**出題:**
あとの本文から、「パ・リーグでは阪急が近鉄を振」から「しようがなくなってしまった。」までの部分を一字も変えずに書き写せ。

**本文:**
· · · ·

昨年、創刊60周年を迎えた『週刊ベースボール』。現在、(平日だけ)1日に1冊ずつバックナンバーを紹介する連載を進行中。いつまで続くかは担当者の健康と気力、さらには読者の皆さんの反応次第。できれば末永くお付き合いいただきたい。 バッキーの愚痴
今回は『1969年11月3日号』。定価は80円。
パ・リーグでは阪急が近鉄を振り切り、3連覇を果たし、5連覇の巨人とまたも日本シリーズで激突する。表紙に近鉄・永淵の写真があるということは、締めきりまでに決まらなかったのだろう(本文より表紙のほうが締め切りは早い)。
阪急は小林オーナー、巨人は正力松太郎氏(元オーナー)がこの年、死去し、ともに「亡きオーナーのために」と燃えていた。
ただ、世間は日本シリーズより、八百長問題にどうしても目が向く。
実は、表面化してはいなかったが、賭け屋の問題は球界内で少し前から話題となっており、オーナー間では「真相を解明しなければ」という話もあったらしい。
報知・読売が西鉄・
永易将之の八百長行為をスクープした際も「ついに出てしまったか、仕方ないな」くらいの受け取り方をする球界関係者が多かったようだ。
おそらく彼らは、しばらくすれば、ほとぼりは冷めると思っていたはずだ。
しかし、西鉄・国広代表があっさり認めてしまったことで、ごまかしようがなくなってしまった。

· · · ·

**データ抜粋:**
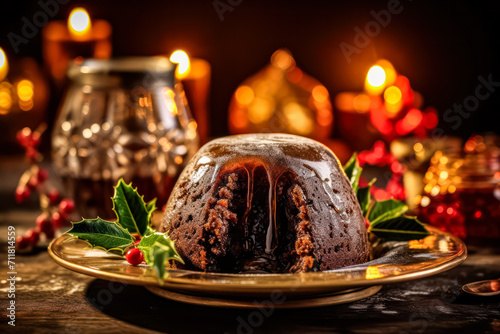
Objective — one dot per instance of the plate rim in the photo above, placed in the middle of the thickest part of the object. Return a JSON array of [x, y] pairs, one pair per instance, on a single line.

· · · ·

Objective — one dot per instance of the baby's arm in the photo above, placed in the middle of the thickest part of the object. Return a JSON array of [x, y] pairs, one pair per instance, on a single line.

· · · ·

**課題の出力:**
パ・リーグでは阪急が近鉄を振り切り、3連覇を果たし、5連覇の巨人とまたも日本シリーズで激突する。表紙に近鉄・永淵の写真があるということは、締めきりまでに決まらなかったのだろう(本文より表紙のほうが締め切りは早い)。
阪急は小林オーナー、巨人は正力松太郎氏(元オーナー)がこの年、死去し、ともに「亡きオーナーのために」と燃えていた。
ただ、世間は日本シリーズより、八百長問題にどうしても目が向く。
実は、表面化してはいなかったが、賭け屋の問題は球界内で少し前から話題となっており、オーナー間では「真相を解明しなければ」という話もあったらしい。
報知・読売が西鉄・
永易将之の八百長行為をスクープした際も「ついに出てしまったか、仕方ないな」くらいの受け取り方をする球界関係者が多かったようだ。
おそらく彼らは、しばらくすれば、ほとぼりは冷めると思っていたはずだ。
しかし、西鉄・国広代表があっさり認めてしまったことで、ごまかしようがなくなってしまった。